Return every line of the entries below that contains the word "cubby", matching case exactly.

Excerpts from labeled region data —

________

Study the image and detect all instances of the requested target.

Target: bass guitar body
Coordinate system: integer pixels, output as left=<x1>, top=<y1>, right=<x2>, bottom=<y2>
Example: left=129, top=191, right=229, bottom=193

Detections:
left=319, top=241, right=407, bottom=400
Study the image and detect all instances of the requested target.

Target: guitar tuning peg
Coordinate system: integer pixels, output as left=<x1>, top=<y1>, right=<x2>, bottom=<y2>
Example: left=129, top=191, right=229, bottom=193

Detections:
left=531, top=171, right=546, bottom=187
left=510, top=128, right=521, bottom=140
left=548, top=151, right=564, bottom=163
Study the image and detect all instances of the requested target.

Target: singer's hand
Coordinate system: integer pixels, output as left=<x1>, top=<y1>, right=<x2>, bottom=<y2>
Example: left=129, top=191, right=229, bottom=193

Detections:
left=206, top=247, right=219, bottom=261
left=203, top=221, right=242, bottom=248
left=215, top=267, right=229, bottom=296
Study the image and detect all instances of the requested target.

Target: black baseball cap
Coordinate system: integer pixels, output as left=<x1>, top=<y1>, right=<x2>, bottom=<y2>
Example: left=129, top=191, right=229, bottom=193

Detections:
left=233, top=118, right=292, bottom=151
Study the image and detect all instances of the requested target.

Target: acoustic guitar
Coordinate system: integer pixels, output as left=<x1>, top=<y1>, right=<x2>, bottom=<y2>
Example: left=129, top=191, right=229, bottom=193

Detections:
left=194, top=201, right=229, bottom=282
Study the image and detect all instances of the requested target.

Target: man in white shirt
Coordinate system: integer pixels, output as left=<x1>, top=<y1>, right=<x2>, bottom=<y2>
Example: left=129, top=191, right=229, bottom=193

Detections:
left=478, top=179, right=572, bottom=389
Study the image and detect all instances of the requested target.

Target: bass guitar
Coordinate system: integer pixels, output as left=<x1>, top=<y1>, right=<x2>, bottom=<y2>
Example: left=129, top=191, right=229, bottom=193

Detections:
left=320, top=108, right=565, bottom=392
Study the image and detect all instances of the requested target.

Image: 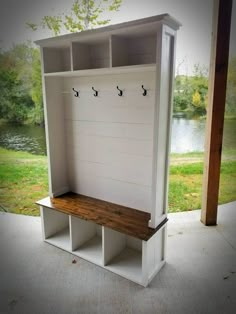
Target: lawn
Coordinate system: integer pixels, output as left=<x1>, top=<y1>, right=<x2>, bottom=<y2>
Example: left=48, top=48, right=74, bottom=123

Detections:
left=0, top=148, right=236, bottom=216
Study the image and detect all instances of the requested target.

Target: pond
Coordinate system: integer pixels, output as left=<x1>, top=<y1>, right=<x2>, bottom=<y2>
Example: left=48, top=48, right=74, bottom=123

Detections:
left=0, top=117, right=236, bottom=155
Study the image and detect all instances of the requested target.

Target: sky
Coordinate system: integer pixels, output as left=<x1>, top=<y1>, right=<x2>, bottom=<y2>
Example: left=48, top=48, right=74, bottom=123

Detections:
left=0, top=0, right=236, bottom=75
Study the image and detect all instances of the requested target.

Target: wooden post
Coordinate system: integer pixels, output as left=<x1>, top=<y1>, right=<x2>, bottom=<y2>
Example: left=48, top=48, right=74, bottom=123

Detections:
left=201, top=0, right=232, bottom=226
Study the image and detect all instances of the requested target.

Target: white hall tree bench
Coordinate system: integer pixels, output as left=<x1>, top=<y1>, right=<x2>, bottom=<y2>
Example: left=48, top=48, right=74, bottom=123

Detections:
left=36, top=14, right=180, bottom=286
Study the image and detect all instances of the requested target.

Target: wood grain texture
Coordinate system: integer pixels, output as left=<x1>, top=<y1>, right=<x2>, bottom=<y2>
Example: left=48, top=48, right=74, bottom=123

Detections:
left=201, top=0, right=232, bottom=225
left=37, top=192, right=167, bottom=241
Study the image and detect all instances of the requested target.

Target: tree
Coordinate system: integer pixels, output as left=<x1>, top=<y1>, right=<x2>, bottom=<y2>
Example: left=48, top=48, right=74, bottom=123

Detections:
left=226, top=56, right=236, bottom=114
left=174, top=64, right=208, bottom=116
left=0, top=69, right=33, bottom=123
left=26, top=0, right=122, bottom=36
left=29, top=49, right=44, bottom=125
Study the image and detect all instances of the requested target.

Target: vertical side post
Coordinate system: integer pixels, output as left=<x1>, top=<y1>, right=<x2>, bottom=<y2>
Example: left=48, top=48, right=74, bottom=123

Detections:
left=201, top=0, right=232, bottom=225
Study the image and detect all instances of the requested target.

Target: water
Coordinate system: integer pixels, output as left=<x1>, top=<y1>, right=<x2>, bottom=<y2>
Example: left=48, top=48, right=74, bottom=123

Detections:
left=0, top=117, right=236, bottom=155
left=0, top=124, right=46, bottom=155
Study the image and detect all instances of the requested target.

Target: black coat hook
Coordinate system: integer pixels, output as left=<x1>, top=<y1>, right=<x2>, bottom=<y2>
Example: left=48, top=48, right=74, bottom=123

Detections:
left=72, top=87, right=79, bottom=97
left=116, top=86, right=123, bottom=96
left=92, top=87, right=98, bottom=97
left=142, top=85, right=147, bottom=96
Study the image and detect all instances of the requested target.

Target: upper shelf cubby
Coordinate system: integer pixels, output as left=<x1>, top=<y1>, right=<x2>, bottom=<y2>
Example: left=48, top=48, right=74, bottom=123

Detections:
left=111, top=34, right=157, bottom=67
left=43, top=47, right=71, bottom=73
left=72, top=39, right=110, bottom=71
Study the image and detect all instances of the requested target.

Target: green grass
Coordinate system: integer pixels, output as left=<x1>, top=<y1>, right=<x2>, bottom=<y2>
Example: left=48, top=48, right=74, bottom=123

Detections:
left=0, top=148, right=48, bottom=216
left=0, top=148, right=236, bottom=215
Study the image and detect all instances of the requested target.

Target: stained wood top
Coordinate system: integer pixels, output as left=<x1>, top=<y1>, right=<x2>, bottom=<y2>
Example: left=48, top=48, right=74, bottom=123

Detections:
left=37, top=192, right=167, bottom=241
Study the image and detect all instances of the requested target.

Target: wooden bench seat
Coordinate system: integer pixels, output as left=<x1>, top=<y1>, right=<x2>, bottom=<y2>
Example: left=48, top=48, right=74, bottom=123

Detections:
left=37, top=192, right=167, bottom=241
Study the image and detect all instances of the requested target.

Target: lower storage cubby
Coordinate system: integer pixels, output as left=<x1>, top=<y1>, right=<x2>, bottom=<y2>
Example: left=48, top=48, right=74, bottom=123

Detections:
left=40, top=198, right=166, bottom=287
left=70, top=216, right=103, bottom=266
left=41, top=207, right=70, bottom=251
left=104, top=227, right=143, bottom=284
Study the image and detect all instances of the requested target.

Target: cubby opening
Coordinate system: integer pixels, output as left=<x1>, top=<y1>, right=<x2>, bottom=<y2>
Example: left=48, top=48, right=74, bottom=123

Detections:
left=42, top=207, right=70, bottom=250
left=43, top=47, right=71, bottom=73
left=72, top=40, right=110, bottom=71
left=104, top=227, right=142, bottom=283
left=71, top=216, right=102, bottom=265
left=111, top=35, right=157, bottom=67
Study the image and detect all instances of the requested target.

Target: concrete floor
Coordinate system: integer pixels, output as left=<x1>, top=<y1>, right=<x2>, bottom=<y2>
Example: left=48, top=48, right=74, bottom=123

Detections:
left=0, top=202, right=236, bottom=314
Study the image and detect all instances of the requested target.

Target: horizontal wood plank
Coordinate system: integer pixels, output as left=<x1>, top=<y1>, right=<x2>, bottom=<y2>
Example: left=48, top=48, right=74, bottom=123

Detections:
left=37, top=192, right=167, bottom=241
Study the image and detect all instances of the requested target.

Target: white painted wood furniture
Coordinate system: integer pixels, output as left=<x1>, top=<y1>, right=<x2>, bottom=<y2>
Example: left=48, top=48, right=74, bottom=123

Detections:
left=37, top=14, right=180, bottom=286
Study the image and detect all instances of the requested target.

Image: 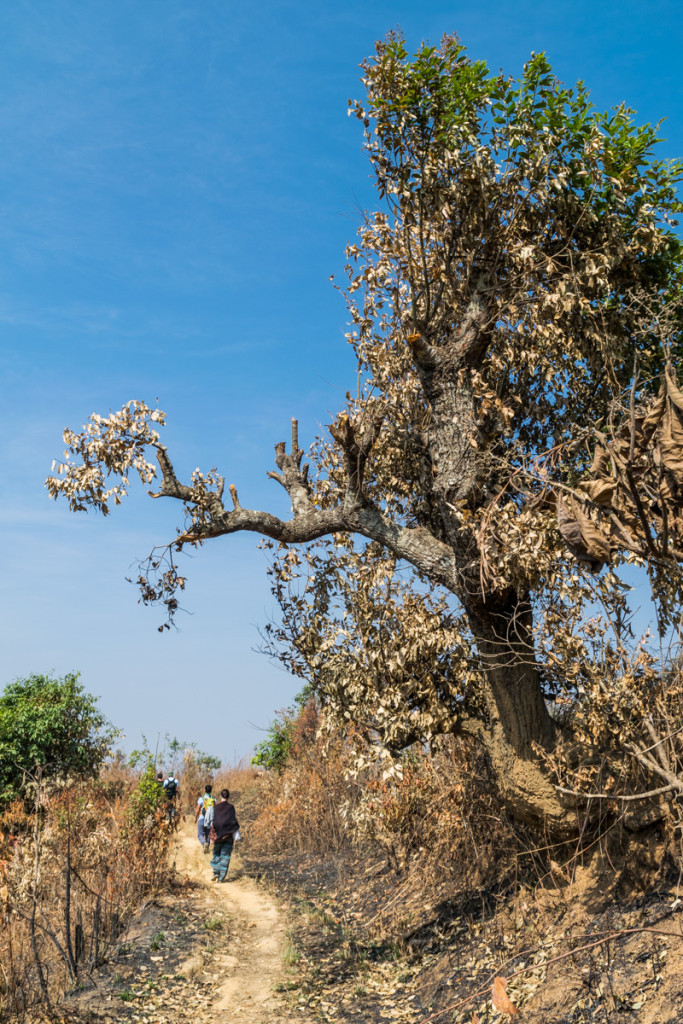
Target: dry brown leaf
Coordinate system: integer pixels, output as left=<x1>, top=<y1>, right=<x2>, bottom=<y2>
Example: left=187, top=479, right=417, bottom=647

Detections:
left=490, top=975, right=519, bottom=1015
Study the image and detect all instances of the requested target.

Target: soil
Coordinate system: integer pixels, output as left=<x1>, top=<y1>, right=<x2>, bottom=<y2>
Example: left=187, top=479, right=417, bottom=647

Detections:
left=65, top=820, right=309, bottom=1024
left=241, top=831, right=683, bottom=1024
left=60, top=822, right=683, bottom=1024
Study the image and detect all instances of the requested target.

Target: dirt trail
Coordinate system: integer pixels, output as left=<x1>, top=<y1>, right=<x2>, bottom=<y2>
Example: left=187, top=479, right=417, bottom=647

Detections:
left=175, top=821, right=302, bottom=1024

________

Answer to this task —
Target: upper shelf cubby
Target: lower storage cubby
Target: cubby opening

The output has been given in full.